──────── DATA ────────

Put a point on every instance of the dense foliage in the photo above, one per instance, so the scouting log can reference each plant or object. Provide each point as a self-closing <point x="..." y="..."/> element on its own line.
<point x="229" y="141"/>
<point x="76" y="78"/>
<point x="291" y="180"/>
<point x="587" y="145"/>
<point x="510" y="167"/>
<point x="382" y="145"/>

────────

_ASSIGNED TASK_
Each record must be restated word for word, including the last line.

_ANSWER FOR THIS EXERCISE_
Put a point on every instance of the dense foliage in the photo above, one per instance, so the scouting log can reference each plant or object. Provide each point as a self-closing <point x="..." y="..."/> element on its own line.
<point x="229" y="141"/>
<point x="76" y="78"/>
<point x="291" y="180"/>
<point x="587" y="145"/>
<point x="510" y="167"/>
<point x="382" y="145"/>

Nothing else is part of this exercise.